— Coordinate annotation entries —

——

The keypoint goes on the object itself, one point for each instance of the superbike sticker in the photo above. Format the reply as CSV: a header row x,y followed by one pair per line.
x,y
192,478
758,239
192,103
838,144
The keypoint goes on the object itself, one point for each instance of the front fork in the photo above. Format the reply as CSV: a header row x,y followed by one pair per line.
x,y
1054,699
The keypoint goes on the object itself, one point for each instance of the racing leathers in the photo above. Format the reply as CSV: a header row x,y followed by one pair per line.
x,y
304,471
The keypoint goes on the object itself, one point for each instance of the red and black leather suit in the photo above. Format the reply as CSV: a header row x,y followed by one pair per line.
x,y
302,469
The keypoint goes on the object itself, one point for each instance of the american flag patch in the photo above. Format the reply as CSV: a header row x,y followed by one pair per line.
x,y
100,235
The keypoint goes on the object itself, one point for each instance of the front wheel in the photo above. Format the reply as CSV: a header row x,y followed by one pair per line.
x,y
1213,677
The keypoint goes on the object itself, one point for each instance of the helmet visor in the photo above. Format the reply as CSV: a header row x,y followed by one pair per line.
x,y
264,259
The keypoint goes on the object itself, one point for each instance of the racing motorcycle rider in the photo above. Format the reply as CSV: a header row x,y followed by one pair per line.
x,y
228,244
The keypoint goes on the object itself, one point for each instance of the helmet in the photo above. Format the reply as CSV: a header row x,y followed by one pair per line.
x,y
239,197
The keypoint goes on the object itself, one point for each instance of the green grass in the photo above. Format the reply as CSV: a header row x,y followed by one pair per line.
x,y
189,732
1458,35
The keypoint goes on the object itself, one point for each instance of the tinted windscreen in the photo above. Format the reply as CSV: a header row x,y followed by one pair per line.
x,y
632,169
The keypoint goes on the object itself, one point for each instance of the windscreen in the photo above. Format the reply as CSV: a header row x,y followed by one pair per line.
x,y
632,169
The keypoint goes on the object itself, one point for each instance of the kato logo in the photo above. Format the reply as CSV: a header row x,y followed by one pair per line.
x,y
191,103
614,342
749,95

——

— What you need to do —
Set down each entry again, unchanged.

— Task output —
The keypoint goes on the object itself, one point for each instance of the superbike sticker in the photo above. Format the reply as CSV: a header row x,y followed by one pair per line.
x,y
192,478
758,239
192,103
838,144
The keypoint goes on the object itself, one point for each instance of the front fork in the photo above. Format the reply as CSV: a header row x,y followed by one pair per line.
x,y
1054,699
The keypoint goes on the object itself, one point for each instance of the racing leathers in the photo above. Format the reply as CSV: a header row x,y followed by one pair per line.
x,y
304,471
The keypoint goes on the object itself, one point for each instance of the red and black leather suit in the photo above. Format the reply as CSV: a header row x,y followed by one pair per line.
x,y
302,469
The keypoint goes on the object itself, one point for each instance of the american flag patch in the photo above. Format the reply as CSV: a header row x,y followed by one pair per line.
x,y
100,235
The keypoint goes on the object itself, one point for each instance of the front wheel in the photo above. Format the reply as CSV: a header row x,y followed by one pair per line.
x,y
1213,677
The keypoint goes on the object itself, one point for each instance of the helmet visor in the photo above. Format the reply as CSV: a header row x,y followed by one pair per line.
x,y
264,259
The keypoint goes on the object itself, one point for each instance of the racing motorcycle rider in the photo above. Format the reply as CSV: a header row x,y followed by one pair per line.
x,y
228,244
The keypoint goes on the object itself, one point for each instance of the helmet in the photo above. Format the reply as CSV: a header row x,y followed by one pair per line.
x,y
239,197
The keypoint goes on the object itself, one point for each instance of the green grass in the photo above. Format the reply as CSV: a header row x,y followed by one pair per line.
x,y
189,732
1458,35
The keypoint goes on the object itself, one point for each instance of the tinted windscreen in the photo above. Format the reply as CSV: a header row x,y followed by one pair per line.
x,y
632,169
The keypoint goes on the object itself, one point for each instance of the windscreen in the photo above. Format the reply as CSV: a header row x,y followed by one pair per line.
x,y
632,169
The keypoint goes on the object itself, one point for each instance of the kato logo in the photo above. Format the reply as CSV: a header row x,y followed by one pair per line.
x,y
191,103
614,342
749,95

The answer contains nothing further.